● Dataset extract:
>>
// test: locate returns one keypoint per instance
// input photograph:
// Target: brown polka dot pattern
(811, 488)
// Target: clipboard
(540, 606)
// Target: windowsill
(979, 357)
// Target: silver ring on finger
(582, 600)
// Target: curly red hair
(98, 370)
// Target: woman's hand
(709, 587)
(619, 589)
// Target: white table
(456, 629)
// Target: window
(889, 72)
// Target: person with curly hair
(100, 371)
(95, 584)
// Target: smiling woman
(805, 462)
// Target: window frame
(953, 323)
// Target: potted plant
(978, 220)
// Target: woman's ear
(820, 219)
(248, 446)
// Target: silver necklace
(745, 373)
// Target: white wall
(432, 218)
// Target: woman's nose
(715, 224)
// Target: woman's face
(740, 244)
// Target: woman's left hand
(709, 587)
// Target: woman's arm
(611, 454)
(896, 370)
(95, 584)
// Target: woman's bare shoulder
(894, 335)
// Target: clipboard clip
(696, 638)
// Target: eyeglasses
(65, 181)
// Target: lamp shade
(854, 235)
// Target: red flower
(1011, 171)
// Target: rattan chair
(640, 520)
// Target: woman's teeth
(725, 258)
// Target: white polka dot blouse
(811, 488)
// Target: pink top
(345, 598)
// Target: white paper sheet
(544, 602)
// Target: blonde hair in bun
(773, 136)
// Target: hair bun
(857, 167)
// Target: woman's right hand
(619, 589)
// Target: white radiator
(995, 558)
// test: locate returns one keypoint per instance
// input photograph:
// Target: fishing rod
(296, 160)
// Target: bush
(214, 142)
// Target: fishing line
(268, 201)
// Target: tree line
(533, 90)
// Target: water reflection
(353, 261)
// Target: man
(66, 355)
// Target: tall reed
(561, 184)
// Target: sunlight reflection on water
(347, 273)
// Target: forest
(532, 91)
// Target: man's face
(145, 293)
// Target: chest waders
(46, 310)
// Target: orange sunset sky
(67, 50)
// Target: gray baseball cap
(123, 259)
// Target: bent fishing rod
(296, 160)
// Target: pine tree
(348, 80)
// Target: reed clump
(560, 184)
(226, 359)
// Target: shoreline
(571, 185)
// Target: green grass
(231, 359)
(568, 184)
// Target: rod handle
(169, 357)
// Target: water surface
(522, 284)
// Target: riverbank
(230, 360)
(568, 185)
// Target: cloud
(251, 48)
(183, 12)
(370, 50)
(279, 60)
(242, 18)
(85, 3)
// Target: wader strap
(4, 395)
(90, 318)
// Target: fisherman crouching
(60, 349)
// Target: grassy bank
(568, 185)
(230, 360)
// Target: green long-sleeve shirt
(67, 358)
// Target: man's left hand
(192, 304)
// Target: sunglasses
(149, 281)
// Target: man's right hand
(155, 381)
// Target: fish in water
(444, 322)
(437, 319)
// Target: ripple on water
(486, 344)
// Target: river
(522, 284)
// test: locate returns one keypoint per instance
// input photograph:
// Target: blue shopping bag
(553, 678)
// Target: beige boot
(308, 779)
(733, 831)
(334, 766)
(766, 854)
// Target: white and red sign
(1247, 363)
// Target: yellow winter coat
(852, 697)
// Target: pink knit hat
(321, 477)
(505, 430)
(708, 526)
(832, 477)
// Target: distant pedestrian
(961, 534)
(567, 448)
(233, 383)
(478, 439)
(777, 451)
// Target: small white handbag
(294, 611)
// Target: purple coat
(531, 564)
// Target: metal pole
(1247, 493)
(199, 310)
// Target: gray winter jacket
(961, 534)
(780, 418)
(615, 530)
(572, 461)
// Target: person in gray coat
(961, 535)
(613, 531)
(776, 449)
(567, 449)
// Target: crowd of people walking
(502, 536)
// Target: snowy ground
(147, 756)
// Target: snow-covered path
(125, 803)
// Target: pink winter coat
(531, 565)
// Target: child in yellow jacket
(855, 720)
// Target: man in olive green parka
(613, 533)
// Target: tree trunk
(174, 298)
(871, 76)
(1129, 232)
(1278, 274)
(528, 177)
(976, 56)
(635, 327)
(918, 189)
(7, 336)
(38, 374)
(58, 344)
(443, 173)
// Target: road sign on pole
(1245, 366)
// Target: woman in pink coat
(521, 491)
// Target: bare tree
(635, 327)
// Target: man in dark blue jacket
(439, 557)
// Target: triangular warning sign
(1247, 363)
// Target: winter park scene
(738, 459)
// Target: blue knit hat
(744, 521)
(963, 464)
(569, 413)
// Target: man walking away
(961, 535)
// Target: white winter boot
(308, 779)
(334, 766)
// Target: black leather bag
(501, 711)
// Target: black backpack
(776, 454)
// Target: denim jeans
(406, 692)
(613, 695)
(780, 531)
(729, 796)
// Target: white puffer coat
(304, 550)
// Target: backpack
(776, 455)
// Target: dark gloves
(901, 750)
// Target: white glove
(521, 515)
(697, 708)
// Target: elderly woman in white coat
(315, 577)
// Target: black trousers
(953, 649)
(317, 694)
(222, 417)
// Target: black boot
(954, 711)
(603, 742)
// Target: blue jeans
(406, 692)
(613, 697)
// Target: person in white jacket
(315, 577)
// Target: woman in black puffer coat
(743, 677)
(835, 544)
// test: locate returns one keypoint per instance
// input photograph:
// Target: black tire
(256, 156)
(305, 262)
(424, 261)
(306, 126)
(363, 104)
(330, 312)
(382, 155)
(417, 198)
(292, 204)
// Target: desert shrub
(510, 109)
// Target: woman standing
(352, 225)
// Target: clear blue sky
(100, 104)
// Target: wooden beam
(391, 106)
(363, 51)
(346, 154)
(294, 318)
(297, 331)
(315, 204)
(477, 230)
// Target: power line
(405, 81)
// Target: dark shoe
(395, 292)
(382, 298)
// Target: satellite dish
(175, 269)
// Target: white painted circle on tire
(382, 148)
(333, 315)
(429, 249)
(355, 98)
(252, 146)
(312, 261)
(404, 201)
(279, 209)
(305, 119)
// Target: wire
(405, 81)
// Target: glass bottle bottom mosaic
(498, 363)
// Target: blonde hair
<<
● Given instruction:
Please restate the records in full, word for word.

● Output below:
// test: locate returns one keypoint per instance
// input photograph:
// Target: brown polka dot pattern
(811, 488)
// Target: clipboard
(540, 606)
// Target: windowsill
(979, 357)
// Target: silver ring on finger
(582, 600)
// Target: curly red hair
(98, 370)
// Target: woman's hand
(709, 587)
(619, 589)
// Target: white table
(456, 629)
// Target: window
(889, 72)
// Target: person with curly hair
(100, 371)
(95, 584)
// Target: smiling woman
(805, 462)
// Target: window frame
(953, 323)
// Target: potted plant
(978, 220)
// Target: woman's ear
(820, 219)
(248, 446)
// Target: silver necklace
(745, 373)
// Target: white wall
(432, 218)
// Target: woman's nose
(715, 224)
// Target: woman's face
(740, 244)
// Target: woman's left hand
(709, 587)
// Target: woman's arm
(611, 454)
(896, 370)
(95, 584)
// Target: woman's bare shoulder
(894, 335)
// Target: clipboard clip
(696, 638)
// Target: eyeglasses
(65, 181)
// Target: lamp shade
(854, 235)
// Target: red flower
(1011, 171)
// Target: rattan chair
(640, 520)
// Target: woman's teeth
(725, 258)
// Target: white polka dot blouse
(811, 488)
// Target: pink top
(345, 598)
// Target: white paper sheet
(544, 602)
// Target: blonde hair in bun
(773, 136)
// Target: hair bun
(857, 167)
// Target: woman's right hand
(619, 589)
// Target: white radiator
(995, 558)
// test: locate returns one keypoint per instance
// input photograph:
// Target: fishing rod
(296, 160)
// Target: bush
(214, 142)
// Target: fishing line
(268, 201)
// Target: tree line
(533, 90)
// Target: water reflection
(353, 261)
// Target: man
(66, 355)
// Target: tall reed
(561, 184)
// Target: sunlight reflection on water
(347, 273)
// Target: forest
(532, 91)
// Target: man's face
(145, 293)
// Target: chest waders
(46, 310)
// Target: orange sunset sky
(67, 50)
// Target: gray baseball cap
(123, 259)
// Target: bent fishing rod
(296, 160)
// Target: pine tree
(348, 80)
// Target: reed clump
(560, 184)
(226, 359)
// Target: shoreline
(571, 185)
// Target: green grass
(231, 359)
(568, 184)
// Target: rod handle
(169, 357)
// Target: water surface
(522, 284)
// Target: riverbank
(230, 360)
(568, 185)
// Target: cloud
(251, 48)
(183, 12)
(370, 50)
(279, 60)
(242, 18)
(85, 3)
// Target: wader strap
(4, 395)
(90, 318)
// Target: fisherman crouching
(60, 349)
// Target: grassy bank
(568, 185)
(230, 360)
// Target: green long-sleeve shirt
(67, 358)
// Target: man's left hand
(192, 304)
// Target: sunglasses
(149, 281)
// Target: man's right hand
(155, 381)
// Target: fish in water
(444, 322)
(437, 319)
// Target: ripple on water
(486, 344)
// Target: river
(522, 284)
// test: locate returns one keypoint per instance
// input photograph:
// Target: blue shopping bag
(553, 678)
// Target: beige boot
(308, 779)
(733, 831)
(334, 766)
(766, 854)
// Target: white and red sign
(1247, 363)
// Target: yellow winter coat
(852, 697)
// Target: pink knit hat
(321, 477)
(505, 430)
(708, 526)
(832, 477)
// Target: distant pedestrian
(961, 534)
(567, 448)
(233, 383)
(478, 439)
(777, 451)
// Target: small white handbag
(294, 611)
// Target: purple coat
(531, 564)
// Target: metal pole
(1247, 493)
(199, 310)
// Target: gray winter jacket
(961, 534)
(780, 418)
(615, 530)
(572, 461)
// Target: person in gray coat
(961, 535)
(613, 531)
(776, 449)
(567, 449)
// Target: crowd of people walking
(502, 536)
// Target: snowy ground
(147, 756)
// Target: snow-covered path
(125, 803)
// Target: pink winter coat
(531, 565)
// Target: child in yellow jacket
(855, 720)
// Target: man in olive green parka
(613, 533)
// Target: tree trunk
(174, 298)
(871, 76)
(1129, 232)
(1278, 274)
(528, 177)
(976, 56)
(635, 327)
(918, 189)
(7, 336)
(38, 374)
(58, 344)
(443, 173)
// Target: road sign on pole
(1245, 366)
// Target: woman in pink coat
(521, 491)
// Target: bare tree
(635, 327)
// Target: man in dark blue jacket
(439, 557)
// Target: triangular warning sign
(1247, 363)
// Target: winter park scene
(738, 459)
// Target: blue knit hat
(744, 521)
(963, 464)
(569, 413)
// Target: man walking away
(961, 535)
// Target: white winter boot
(308, 779)
(334, 766)
// Target: black leather bag
(501, 711)
// Target: black backpack
(776, 454)
// Target: denim jeans
(406, 692)
(613, 695)
(780, 531)
(729, 796)
// Target: white puffer coat
(304, 550)
// Target: backpack
(776, 455)
// Target: dark gloves
(901, 750)
// Target: white glove
(521, 515)
(697, 708)
// Target: elderly woman in white coat
(315, 577)
// Target: black trousers
(953, 649)
(317, 694)
(222, 417)
// Target: black boot
(954, 711)
(603, 742)
// Target: blue jeans
(406, 692)
(613, 697)
// Target: person in white jacket
(315, 577)
// Target: woman in black puffer coat
(743, 677)
(835, 544)
// test: locate returns one keypoint per instance
// input photograph:
// Target: black tire
(256, 156)
(305, 262)
(424, 261)
(306, 126)
(363, 104)
(330, 312)
(382, 155)
(417, 198)
(292, 204)
// Target: desert shrub
(510, 109)
// Target: woman standing
(352, 225)
// Target: clear blue sky
(100, 104)
// Target: wooden beam
(391, 106)
(363, 51)
(346, 154)
(294, 318)
(297, 331)
(315, 204)
(477, 230)
// Target: power line
(405, 81)
// Target: dark shoe
(395, 292)
(382, 298)
// Target: satellite dish
(175, 269)
// Target: white painted circle on tire
(382, 148)
(333, 315)
(429, 249)
(355, 98)
(252, 146)
(312, 261)
(404, 201)
(279, 209)
(305, 119)
// Target: wire
(405, 81)
// Target: glass bottle bottom mosaic
(498, 363)
// Target: blonde hair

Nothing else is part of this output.